La question se pose, tant l’activité dont a fait preuve saint Gildas est débordante et extraordinaire. Même si l’on ne sait pas avec certitude s’il est vraiment venu en Bretagne armoricaine ! Si l’on trouve sa trace comme fondateur du monastère de Rhuys – confondu peut-être avec un obscur Gueltas, véritable fondateur- on en trouve la trace à beaucoup d’endroits en Bretagne comme à Carnoët, avec une chapelle Saint Gildas abritant un tombeau « dit de Saint Gildas » qui guérit de la folie. A Melrand, c’est un rocher qui abrite l’ermitage aménagé dans la grotte formée par le surplomb de la roche où Gildas aurait séjourné. A Rhuys même on parle de deux ou trois « saint Gildas » dont on aurait des restes de sépultures. On désigne sous le même nom le chancelier du roi Gradlon. A Bohal (Malestroit), l’église est vouée à saint Gildas. On parle aussi d’un autre Gildas qui aurait eu sept frères !

--

### [Exercices à traiter]
- A) Indiquez si chacune des affirmations suivantes concorde avec l'extrait sur saint Gildas, en répondant par oui ou par non et en citant les mots décisifs. (i) À Carnoët, une chapelle abrite un tombeau attribué à saint Gildas, réputé guérir de la folie. (ii) À Melrand, c'est l'église qui est vouée à saint Gildas. (iii) Il est établi avec certitude que saint Gildas est venu en Bretagne armoricaine.
- B) Rédigez la suite de l'extrait sur saint Gildas, en reprenant après sa dernière phrase.

### [Données fournies]

--

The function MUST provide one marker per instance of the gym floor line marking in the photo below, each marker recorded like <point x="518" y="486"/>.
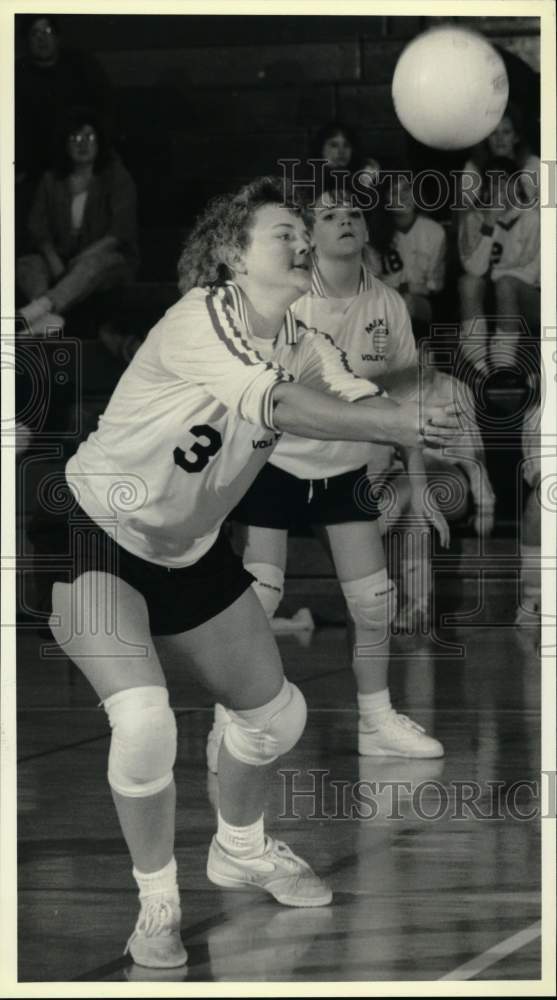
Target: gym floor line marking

--

### [Réponses par exercice]
- A)
(i) Oui : « une chapelle Saint Gildas abritant un tombeau » ; « qui guérit de la folie ».
(ii) Non : « A Melrand, c’est un rocher qui abrite l’ermitage ».
(iii) Non : « Même si l’on ne sait pas avec certitude s’il est vraiment venu en Bretagne armoricaine ! »

- B)
Saint Gildas représenté en évêque,
chapelle de Bieuzy

On sait aussi pêle-mêle qu’à plusieurs endroits, il combattit le paganisme et fit de nombreux miracles. Le principal est la résurrection de sainte Triphine, décapitée par Conomor. L’on raconte aussi qu’emporté sur la mer par des démons, il les mit en fuite et termina sa navigation avec son froc pour voile et sa crosse, pour mât. Il ferait enfin partie de ces saints saurochtones pourfendeurs de dragons.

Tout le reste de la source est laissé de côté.